## Фрагмент страницы
--*--
Мне видятся две другие части этой книги («Лето и ливни: Вторая проза» и «Холодный ветер юга: Избранные стихотворения») в том же ключе, что и дополнительные главы из «Евгения Онегина» (роман который, кстати говоря, Пушкин начал писать во время своей ссылки, в Одессе). Формально «Вторая проза» в какой-то мере содержит продолжение романа с появлением тех же персонажей из «Провинциального роман-са», но она написанна в форме маленьких зарисовок, в жанре короткой поэтической прозы. Некоторые из них легко могли бы быть напечатаны верлибром и прочитаны как отдельные стихи. Последний раздел книги – «Холодный ветер юга», избранные стихотворения Ярошевского. Это было для меня ново: я не знала чего ожидать от него, как поэта. И его стихи приятно удивили: я узнала автора! Это был тот же – непредсказуемый – Ефим Ярошевский. И продолжает им быть. Он использует знакомые темы и образы, но превращает их в нечто неожиданное, даже странное – никогда не скучное. Он кажется прост, но его простота обманчива. За ней всегда прячется какая-то многослойность трагифарса.
Часть 3. Перевод – это искусство находок, или «…с бубенчиками слов в зелёненькой корзинке…»[6]
I
С первого момента прочтения его стихов в Одесском литературном музее я заметила, что начала, строчка за строчкой, видеть и слышать его стихи… на английском. Это было не очень сложно. Но трудности появились очень скоро, когда я попыталась (и все еще пытаюсь) передать интонацию, игривость языка, его ритм, музыку, ауру – весь набор непреодолимых задач, которые обычно возникают при переводе поэзии. Я пытаюсь рифмовать, если рифмует он. Но, конечно же, главная цель – это максимальная близость с оригиналом. Настолько, насколько это только возможно. И здесь – самая большая проблема.
В этом мучительном процессе, впрочем, иногда бывает забавно, внедряя эквивалент некоего оборота речи в другой язык, ощущать себя пионером-первооткрывателем (при этом, очень желательно не звучать неуклюже…). Однажды, переводя стихотворение Ярошевского «Вселенским ужасом полны ночные крики паровоза…», для того, чтобы сохранить слово «guilt» (вина) в конце строфы, как это было в оригинале, я остановила свой выбор на дословном переводе русской фразы, которая по-английски прозвучала в менее распространенном варианте. В стихотворении, со слегка ироническим самобичеванием, речь шла о страданиях от комплекса вины, проектируемых на… неоконченное произведение: «Вселенским ужасом полны // ночные крики паровоза. // И недописанная проза // страдает комплексом вины». Один из английских вариантов «…is afflicted with guilt» не подходил по размеру; таким образом, я перевела это так: The universal horror, at full tilt, // Fills up the screams of the night train as it blows. // And a piece of unfinished short prose // Suffers from a complex of guilt. (Вместо типично английского: …suffers from a guilt complex.)
--*--
## Раздел данных
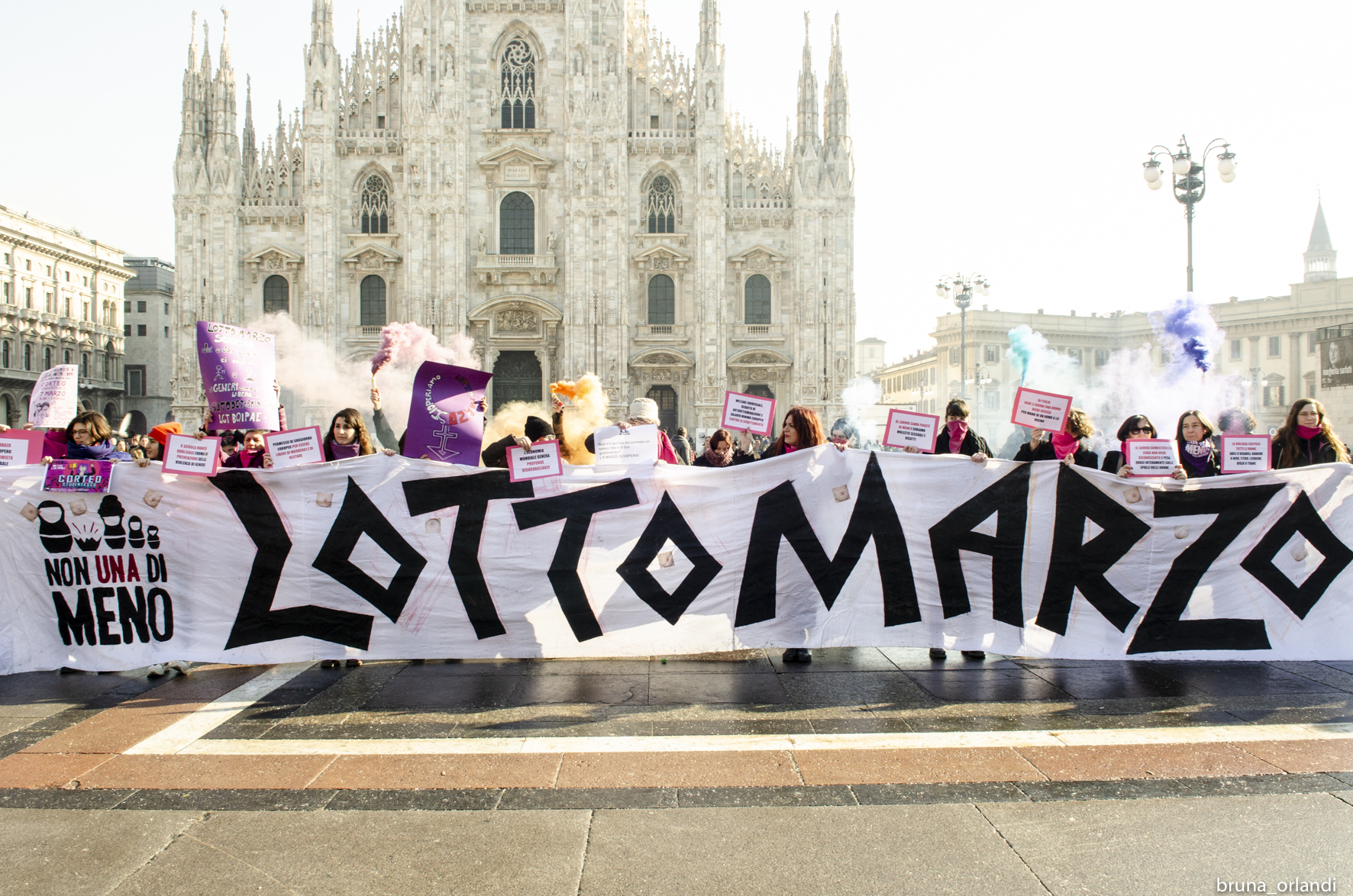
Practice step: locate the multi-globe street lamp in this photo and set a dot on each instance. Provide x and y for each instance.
(960, 288)
(1190, 179)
--*--
Где, согласно фрагменту страницы, Пушкин начал писать «Евгения Онегина»? Данные здесь никакой роли не играют.

В Одессе, во время своей ссылки.